**Passage provided:**
By Matthew Chun
In Drugs and the FDA: Safety, Efficacy, and the Public’s Trust, oncologist Mikkael A. Sekeres tells a captivating story of how the U.S. Food and Drug Administration became the agency it is today and how it makes some of its toughest decisions regarding the regulation of potent drugs.
Sekeres centers his narrative on the controversial 2011 Avastin hearings, in which the FDA reconsidered and ultimately withdrew the breast cancer indication for Genentech’s Avastin drug. Having served on the Oncologic Drugs Advisory Committee (ODAC) tasked with making a recommendation to the FDA based on the hearings and clinical data, Sekeres provides a relatable personal account of the emotion-filled proceedings and the agonizing decision to withdraw approval of a beloved treatment option that never lived up to its promising initial results.

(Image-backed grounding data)
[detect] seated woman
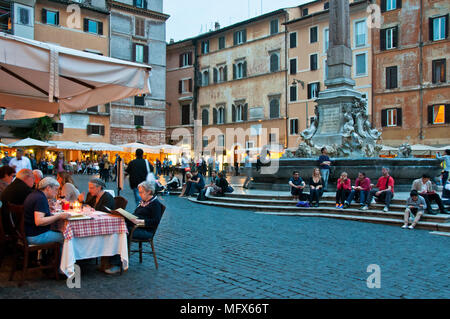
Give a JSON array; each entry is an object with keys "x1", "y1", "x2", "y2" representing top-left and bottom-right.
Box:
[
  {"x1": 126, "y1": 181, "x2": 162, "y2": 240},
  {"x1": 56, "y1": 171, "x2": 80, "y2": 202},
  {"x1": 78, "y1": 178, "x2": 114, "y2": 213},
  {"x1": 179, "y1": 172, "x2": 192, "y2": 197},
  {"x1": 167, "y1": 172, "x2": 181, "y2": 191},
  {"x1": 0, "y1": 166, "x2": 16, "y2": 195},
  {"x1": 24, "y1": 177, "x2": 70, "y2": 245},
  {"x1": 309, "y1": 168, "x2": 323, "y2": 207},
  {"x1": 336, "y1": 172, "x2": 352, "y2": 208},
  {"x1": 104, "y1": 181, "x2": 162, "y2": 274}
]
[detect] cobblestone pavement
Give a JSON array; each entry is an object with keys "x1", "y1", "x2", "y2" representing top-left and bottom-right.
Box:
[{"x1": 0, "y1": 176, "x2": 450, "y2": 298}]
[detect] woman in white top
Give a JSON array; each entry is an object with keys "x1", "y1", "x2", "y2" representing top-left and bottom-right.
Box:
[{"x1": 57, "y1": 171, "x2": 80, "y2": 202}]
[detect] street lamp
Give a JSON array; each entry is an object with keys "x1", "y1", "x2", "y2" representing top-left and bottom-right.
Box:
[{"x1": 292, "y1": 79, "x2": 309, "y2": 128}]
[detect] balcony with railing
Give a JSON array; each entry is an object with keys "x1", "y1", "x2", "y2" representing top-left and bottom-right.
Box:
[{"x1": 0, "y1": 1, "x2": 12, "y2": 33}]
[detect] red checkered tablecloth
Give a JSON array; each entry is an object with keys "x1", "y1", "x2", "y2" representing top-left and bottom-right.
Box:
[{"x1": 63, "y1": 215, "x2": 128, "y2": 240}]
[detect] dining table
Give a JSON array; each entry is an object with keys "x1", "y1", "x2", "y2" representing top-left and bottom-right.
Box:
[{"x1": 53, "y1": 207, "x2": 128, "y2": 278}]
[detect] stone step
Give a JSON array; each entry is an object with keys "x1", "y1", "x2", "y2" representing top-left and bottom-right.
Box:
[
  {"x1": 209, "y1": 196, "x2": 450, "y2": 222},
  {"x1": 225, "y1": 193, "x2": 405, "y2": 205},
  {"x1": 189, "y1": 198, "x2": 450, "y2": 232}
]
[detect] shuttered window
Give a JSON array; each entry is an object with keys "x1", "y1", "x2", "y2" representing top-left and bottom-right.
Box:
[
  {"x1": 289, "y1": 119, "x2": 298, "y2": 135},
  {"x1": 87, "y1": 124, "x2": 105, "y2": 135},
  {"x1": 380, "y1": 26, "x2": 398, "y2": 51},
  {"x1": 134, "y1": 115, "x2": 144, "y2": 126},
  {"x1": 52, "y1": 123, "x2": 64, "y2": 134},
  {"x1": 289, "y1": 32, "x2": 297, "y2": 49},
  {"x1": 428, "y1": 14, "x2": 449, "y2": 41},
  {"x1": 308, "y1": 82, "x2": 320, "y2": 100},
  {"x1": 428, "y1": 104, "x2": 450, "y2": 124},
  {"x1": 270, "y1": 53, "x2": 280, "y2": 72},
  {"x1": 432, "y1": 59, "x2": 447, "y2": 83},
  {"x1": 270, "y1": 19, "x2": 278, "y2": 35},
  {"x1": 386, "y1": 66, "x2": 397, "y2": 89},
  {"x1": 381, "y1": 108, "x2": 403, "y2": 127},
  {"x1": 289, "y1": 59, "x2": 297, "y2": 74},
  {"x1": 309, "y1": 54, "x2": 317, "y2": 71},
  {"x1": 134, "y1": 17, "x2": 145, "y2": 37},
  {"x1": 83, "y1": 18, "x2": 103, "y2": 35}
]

**Task to carry out:** Can you quote the book review word for word, from the words containing "Sekeres centers his" through "promising initial results."?

**Output for this task:**
Sekeres centers his narrative on the controversial 2011 Avastin hearings, in which the FDA reconsidered and ultimately withdrew the breast cancer indication for Genentech’s Avastin drug. Having served on the Oncologic Drugs Advisory Committee (ODAC) tasked with making a recommendation to the FDA based on the hearings and clinical data, Sekeres provides a relatable personal account of the emotion-filled proceedings and the agonizing decision to withdraw approval of a beloved treatment option that never lived up to its promising initial results.